╭─ INPUT ROWS

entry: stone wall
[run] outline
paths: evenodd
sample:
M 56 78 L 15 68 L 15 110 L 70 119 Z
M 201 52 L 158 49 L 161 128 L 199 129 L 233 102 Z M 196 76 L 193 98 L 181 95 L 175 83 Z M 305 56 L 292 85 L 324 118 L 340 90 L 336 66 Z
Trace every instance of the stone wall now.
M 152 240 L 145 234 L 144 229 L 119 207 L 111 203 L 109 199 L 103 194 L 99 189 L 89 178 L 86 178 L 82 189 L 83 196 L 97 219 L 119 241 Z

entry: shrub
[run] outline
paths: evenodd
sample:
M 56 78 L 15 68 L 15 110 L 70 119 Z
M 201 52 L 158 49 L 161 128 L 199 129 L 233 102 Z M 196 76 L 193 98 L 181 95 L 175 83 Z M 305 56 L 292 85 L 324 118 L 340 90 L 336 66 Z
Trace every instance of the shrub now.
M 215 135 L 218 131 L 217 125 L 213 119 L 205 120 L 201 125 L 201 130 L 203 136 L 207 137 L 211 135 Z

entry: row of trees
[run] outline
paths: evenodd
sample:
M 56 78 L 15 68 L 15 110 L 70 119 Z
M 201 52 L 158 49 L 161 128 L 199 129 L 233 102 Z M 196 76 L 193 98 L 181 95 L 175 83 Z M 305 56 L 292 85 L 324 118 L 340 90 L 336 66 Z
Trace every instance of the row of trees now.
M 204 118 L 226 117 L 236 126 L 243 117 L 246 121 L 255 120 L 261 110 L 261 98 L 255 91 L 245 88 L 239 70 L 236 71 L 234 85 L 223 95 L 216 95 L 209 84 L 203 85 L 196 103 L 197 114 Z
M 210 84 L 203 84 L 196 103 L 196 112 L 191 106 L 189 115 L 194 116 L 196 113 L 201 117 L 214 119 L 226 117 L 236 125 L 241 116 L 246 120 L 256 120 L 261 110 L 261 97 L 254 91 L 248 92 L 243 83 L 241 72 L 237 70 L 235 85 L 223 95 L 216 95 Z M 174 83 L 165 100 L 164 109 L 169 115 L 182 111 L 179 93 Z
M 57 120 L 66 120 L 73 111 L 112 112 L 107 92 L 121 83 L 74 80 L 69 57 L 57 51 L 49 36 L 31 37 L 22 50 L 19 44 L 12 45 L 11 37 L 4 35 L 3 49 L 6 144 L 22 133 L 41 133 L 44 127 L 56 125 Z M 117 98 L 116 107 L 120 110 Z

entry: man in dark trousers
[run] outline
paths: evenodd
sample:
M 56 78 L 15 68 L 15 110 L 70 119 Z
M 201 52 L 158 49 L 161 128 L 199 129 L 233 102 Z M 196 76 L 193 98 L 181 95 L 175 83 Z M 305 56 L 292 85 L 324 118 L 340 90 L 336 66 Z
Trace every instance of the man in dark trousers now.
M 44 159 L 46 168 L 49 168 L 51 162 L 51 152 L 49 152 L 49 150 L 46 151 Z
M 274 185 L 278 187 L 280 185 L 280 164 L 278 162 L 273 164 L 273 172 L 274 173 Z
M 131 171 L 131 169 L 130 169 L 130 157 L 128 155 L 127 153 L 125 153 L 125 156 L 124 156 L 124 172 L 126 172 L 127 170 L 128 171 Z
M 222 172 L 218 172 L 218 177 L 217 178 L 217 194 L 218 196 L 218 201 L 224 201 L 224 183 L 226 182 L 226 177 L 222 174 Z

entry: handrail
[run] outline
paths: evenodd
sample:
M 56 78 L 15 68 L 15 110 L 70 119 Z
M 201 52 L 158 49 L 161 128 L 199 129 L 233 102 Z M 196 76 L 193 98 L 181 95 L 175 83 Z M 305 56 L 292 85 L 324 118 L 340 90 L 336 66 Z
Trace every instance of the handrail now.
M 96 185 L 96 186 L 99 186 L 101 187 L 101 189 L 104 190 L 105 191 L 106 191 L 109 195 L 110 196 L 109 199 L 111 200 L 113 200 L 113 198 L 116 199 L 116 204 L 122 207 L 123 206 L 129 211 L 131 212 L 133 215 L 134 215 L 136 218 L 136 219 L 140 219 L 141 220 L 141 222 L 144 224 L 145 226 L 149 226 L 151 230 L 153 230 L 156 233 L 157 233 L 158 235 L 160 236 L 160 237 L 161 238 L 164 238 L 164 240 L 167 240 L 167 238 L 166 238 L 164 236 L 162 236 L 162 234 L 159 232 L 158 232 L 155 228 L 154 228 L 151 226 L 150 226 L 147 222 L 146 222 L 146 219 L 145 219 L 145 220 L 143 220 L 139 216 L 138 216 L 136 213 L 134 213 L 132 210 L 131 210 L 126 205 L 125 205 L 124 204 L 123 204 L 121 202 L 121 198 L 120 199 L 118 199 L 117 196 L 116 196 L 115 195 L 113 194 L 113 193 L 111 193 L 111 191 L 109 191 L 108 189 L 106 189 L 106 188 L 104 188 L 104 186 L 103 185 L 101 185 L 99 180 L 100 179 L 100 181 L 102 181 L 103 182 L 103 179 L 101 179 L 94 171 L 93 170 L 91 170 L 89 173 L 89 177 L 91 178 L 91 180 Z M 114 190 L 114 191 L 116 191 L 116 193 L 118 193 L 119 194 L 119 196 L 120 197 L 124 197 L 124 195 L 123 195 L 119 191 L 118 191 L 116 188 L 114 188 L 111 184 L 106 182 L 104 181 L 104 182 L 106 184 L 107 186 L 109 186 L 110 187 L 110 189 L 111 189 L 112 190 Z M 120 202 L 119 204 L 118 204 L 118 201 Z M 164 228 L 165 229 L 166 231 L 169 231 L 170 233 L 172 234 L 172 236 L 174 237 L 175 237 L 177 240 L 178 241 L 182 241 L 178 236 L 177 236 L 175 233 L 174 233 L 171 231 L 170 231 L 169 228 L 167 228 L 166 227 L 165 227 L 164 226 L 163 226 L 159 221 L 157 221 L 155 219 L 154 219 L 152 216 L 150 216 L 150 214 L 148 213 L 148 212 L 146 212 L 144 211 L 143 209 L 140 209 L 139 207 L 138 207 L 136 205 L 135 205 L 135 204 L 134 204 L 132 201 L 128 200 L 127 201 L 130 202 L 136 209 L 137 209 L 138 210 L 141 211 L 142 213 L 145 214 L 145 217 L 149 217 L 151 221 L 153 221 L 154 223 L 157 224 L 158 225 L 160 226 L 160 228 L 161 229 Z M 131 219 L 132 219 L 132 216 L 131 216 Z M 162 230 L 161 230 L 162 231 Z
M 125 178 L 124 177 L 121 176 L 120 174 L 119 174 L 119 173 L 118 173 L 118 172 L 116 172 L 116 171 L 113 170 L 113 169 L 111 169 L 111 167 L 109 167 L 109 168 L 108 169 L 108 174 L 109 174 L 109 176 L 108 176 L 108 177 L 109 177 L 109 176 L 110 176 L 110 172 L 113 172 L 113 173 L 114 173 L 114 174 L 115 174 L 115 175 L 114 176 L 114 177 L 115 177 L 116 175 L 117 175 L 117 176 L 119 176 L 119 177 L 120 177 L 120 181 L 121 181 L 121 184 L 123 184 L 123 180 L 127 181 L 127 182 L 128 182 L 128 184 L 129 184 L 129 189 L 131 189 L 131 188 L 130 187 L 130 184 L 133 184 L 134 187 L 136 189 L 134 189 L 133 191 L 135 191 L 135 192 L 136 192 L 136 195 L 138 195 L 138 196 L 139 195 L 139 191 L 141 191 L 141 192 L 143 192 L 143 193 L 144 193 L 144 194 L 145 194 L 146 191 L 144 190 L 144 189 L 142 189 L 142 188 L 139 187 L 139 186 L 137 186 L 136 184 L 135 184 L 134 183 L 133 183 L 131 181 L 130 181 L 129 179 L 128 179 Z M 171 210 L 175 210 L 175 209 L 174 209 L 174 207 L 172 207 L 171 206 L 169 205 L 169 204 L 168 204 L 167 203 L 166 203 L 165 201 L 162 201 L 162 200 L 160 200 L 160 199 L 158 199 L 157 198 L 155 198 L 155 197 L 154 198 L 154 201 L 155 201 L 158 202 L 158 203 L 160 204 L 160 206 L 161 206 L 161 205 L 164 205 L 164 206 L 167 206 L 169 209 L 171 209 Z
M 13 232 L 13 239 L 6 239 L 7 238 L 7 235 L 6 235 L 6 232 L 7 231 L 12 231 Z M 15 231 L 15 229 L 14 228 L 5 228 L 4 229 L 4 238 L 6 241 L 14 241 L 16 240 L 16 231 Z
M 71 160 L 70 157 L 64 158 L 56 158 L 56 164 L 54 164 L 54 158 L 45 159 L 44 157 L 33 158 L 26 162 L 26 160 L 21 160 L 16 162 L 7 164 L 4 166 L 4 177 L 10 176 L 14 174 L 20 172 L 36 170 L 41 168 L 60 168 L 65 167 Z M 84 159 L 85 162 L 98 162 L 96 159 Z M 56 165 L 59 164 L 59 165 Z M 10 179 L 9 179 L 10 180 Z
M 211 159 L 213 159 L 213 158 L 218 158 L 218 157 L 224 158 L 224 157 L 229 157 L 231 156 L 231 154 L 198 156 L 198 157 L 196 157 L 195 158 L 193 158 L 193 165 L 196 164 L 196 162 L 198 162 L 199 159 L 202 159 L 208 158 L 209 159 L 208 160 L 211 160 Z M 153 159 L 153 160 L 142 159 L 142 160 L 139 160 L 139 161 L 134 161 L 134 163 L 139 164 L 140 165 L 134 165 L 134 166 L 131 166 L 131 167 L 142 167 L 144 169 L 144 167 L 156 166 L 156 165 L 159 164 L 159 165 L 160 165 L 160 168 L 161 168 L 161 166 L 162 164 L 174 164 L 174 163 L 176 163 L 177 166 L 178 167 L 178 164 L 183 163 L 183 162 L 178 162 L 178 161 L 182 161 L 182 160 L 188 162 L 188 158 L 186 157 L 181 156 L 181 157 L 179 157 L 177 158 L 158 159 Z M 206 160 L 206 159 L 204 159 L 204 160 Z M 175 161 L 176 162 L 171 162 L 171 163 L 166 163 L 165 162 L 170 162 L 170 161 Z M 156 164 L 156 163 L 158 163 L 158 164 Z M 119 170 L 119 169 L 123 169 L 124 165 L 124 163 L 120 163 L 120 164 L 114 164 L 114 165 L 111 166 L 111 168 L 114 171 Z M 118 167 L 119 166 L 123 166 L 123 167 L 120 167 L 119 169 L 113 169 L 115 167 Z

╰─

**GIVEN PROBLEM:**
Extract the lines of the material above, without changes, starting at the line that contains "entry: shrub" and stopping after the line that contains "M 57 120 L 66".

**EXERCISE RESPONSE:**
entry: shrub
[run] outline
paths: evenodd
sample:
M 56 78 L 15 68 L 15 110 L 70 119 Z
M 201 52 L 158 49 L 161 128 L 199 129 L 233 102 Z M 196 76 L 193 98 L 181 95 L 175 83 Z M 305 56 L 292 85 L 324 118 L 340 90 L 336 66 Z
Trace every instance of the shrub now.
M 215 135 L 218 131 L 217 125 L 213 119 L 205 120 L 201 125 L 201 130 L 203 136 L 207 137 L 211 135 Z

entry: row of trees
[run] outline
paths: evenodd
sample:
M 56 78 L 15 68 L 15 110 L 70 119 Z
M 201 52 L 158 49 L 161 128 L 199 129 L 233 102 Z M 196 76 L 193 98 L 181 95 L 175 83 Z M 305 56 L 292 85 L 324 118 L 340 90 L 336 66 Z
Trace every instance of the row of trees now.
M 204 118 L 226 117 L 236 126 L 243 117 L 246 121 L 255 120 L 261 110 L 261 98 L 255 91 L 245 88 L 239 70 L 236 71 L 234 85 L 223 95 L 216 95 L 209 84 L 203 85 L 196 103 L 197 114 Z
M 210 84 L 203 84 L 196 103 L 196 112 L 191 106 L 189 115 L 194 116 L 196 113 L 201 117 L 214 119 L 226 117 L 236 125 L 241 116 L 246 120 L 256 120 L 261 110 L 261 97 L 254 91 L 248 92 L 243 83 L 241 72 L 237 70 L 235 85 L 223 95 L 216 95 Z M 174 83 L 165 100 L 164 109 L 169 115 L 182 111 L 179 93 Z
M 57 120 L 66 120 L 73 111 L 112 112 L 107 92 L 121 83 L 74 80 L 69 57 L 57 51 L 49 36 L 31 37 L 22 50 L 19 44 L 12 45 L 11 37 L 4 35 L 3 49 L 6 144 L 22 133 L 41 133 L 44 127 L 56 125 Z M 117 98 L 116 107 L 120 110 Z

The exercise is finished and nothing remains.